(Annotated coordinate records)
---

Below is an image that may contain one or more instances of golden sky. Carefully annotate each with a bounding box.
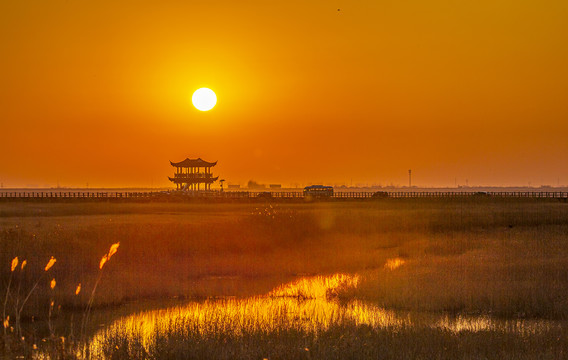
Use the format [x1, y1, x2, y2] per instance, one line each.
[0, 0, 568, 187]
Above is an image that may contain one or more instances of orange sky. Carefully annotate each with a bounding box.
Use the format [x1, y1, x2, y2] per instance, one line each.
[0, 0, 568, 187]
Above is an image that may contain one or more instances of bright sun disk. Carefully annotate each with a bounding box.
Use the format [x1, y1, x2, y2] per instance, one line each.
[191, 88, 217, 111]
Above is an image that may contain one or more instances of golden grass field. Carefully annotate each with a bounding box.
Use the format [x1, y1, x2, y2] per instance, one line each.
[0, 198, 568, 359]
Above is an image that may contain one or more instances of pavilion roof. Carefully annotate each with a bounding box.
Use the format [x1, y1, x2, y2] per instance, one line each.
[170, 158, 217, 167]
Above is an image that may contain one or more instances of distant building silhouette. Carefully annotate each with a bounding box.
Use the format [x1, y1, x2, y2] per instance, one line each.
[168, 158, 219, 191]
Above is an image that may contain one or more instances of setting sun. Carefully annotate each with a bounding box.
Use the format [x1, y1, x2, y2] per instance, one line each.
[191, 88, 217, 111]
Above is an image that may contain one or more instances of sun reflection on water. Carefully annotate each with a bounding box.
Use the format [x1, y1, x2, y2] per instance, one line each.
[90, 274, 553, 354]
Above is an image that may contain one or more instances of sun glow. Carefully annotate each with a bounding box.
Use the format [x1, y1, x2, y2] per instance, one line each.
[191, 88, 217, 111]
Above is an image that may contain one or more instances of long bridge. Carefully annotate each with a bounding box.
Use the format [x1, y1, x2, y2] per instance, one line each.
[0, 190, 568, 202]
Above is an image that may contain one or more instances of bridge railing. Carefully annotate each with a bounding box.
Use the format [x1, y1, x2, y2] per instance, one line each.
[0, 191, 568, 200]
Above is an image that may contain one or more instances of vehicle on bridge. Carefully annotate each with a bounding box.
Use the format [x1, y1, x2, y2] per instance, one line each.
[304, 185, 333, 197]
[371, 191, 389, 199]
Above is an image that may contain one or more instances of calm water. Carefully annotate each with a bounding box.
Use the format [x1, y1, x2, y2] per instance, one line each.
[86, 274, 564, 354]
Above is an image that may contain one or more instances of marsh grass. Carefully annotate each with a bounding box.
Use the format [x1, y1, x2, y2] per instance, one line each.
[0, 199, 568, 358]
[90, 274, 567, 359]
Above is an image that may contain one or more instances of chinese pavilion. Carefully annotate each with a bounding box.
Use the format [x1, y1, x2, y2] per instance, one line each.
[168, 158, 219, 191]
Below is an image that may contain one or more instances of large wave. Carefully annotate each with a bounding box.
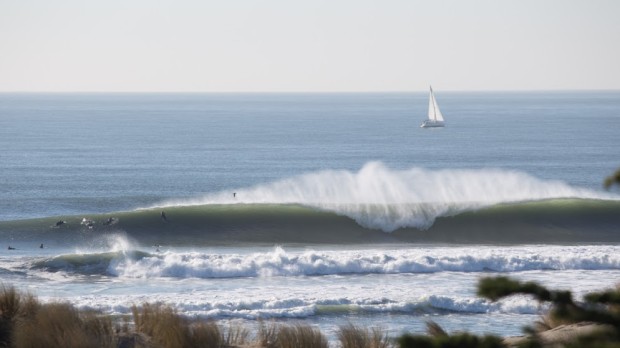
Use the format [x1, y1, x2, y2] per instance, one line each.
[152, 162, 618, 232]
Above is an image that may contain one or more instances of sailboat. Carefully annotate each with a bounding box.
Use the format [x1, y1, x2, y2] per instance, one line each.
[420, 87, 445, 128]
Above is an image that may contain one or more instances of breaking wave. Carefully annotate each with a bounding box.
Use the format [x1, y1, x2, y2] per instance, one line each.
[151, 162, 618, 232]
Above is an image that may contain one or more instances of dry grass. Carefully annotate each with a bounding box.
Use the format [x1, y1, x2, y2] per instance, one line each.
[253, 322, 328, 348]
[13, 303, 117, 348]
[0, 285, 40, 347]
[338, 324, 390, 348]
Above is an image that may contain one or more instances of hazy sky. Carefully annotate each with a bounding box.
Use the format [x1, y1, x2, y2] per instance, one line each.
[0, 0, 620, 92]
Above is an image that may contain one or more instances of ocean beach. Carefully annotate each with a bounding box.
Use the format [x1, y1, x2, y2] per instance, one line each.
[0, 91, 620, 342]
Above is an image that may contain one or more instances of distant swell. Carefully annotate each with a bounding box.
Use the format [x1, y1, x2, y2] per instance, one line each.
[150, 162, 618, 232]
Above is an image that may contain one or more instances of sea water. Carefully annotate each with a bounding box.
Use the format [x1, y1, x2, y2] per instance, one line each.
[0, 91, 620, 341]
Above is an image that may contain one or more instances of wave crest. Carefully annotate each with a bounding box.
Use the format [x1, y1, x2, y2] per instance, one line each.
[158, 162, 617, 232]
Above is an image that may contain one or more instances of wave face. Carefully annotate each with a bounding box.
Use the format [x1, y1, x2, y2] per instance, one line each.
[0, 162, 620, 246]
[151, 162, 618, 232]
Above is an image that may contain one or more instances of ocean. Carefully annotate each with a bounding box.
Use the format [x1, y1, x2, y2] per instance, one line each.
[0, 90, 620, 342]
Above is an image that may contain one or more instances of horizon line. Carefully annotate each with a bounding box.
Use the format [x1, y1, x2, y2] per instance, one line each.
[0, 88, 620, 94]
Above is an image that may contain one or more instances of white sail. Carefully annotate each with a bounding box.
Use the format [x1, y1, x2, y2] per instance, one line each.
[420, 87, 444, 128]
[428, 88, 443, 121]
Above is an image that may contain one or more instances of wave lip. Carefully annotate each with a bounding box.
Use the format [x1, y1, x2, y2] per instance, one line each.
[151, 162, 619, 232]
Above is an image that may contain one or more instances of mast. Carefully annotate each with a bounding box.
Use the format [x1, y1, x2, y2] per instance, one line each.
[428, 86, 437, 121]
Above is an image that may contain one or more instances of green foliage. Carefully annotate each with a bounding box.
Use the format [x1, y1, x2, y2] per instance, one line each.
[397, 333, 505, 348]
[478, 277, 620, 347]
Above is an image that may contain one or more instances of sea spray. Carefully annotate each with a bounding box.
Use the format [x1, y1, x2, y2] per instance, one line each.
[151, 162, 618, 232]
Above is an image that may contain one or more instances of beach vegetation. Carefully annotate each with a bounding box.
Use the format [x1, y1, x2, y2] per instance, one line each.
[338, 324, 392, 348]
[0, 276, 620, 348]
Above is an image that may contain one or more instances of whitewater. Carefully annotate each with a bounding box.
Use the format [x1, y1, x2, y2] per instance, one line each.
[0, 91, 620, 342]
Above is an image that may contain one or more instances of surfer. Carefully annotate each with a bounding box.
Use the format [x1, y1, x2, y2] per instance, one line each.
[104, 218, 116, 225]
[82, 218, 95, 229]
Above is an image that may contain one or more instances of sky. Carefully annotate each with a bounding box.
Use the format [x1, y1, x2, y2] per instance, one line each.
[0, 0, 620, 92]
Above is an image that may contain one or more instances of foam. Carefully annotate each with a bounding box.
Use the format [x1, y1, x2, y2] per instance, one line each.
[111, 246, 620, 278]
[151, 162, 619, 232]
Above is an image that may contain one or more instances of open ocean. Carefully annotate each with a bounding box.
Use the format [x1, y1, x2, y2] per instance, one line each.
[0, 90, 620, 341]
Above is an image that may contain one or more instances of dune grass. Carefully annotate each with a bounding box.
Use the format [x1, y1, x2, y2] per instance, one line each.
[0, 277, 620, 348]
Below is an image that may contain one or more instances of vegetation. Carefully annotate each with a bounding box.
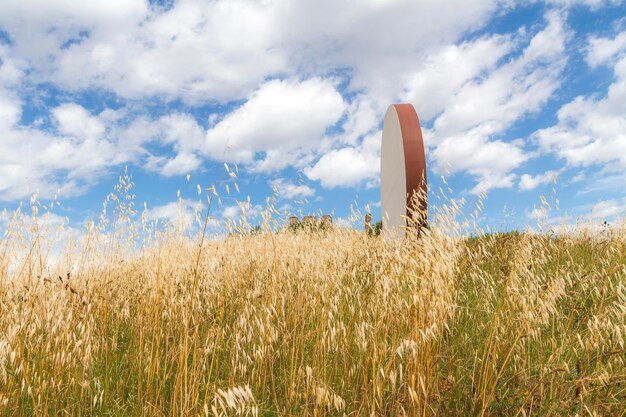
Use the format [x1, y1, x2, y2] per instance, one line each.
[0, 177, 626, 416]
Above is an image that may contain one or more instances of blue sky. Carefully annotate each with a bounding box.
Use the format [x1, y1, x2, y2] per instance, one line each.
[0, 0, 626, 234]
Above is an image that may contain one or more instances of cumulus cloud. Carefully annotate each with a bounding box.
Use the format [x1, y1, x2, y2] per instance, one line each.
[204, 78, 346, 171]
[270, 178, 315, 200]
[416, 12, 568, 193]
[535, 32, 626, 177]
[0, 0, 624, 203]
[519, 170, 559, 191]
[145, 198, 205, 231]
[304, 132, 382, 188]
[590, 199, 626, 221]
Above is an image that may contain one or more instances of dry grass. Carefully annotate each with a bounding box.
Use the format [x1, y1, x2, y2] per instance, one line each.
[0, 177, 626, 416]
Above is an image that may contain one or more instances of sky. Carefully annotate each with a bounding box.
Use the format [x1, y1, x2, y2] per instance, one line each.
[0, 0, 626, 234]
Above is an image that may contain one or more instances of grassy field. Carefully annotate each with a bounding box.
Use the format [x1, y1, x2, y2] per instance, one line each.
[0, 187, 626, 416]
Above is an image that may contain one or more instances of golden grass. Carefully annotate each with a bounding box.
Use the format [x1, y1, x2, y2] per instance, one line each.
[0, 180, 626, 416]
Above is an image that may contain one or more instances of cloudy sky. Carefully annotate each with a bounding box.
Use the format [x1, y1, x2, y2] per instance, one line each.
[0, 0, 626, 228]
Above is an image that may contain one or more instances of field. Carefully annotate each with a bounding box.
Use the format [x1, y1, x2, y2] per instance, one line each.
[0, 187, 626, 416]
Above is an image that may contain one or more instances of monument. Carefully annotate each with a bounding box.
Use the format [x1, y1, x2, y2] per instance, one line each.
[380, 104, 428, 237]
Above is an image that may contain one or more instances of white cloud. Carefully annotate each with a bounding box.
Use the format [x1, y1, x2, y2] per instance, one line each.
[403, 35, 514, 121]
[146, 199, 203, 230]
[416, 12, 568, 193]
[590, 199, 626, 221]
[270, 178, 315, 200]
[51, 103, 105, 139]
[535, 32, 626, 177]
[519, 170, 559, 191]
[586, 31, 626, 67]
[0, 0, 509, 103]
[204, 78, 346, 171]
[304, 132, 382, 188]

---

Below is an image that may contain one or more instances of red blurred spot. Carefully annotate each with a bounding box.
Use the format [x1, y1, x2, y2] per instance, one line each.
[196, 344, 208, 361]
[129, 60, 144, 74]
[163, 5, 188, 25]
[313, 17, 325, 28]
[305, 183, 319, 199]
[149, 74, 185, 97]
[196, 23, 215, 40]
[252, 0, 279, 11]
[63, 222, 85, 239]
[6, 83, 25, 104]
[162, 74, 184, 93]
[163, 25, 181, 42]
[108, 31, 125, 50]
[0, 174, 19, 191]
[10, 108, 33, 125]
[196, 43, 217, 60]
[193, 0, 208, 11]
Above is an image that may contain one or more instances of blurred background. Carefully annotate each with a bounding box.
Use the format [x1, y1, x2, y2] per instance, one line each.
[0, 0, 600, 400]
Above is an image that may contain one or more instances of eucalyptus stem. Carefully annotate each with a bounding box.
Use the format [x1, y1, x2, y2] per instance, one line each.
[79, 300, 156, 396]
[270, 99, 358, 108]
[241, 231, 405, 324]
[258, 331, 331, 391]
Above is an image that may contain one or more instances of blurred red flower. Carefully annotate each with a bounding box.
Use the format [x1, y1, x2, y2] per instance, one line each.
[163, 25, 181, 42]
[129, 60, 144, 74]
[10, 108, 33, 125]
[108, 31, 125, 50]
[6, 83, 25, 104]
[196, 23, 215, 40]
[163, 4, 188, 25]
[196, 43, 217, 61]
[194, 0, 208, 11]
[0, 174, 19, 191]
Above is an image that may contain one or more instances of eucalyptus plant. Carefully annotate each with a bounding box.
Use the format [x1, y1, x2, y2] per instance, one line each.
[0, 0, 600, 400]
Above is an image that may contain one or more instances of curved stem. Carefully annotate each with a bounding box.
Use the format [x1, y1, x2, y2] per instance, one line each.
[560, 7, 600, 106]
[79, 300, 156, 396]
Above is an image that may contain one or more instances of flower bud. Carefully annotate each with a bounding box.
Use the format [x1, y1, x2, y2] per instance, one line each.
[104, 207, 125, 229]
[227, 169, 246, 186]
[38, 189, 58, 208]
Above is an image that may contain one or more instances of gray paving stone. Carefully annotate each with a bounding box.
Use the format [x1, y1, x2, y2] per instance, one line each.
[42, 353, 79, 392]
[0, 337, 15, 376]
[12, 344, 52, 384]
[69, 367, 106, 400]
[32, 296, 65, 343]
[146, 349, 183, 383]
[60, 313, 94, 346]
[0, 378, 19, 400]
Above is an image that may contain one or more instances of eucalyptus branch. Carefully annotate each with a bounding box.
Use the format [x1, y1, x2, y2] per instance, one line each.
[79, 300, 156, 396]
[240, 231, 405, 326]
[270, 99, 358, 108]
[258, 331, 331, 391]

---

Repeat word for word the lines beginning with the one that contains "instances of dune" and continuing through the one that contains "[0, 277, 620, 348]", including both of those lines.

Result:
Above is an image that may contain one or more instances of dune grass. Carefully annotate each with a bounding box.
Use the format [x1, y1, x2, y2] per instance, one line each.
[0, 277, 620, 348]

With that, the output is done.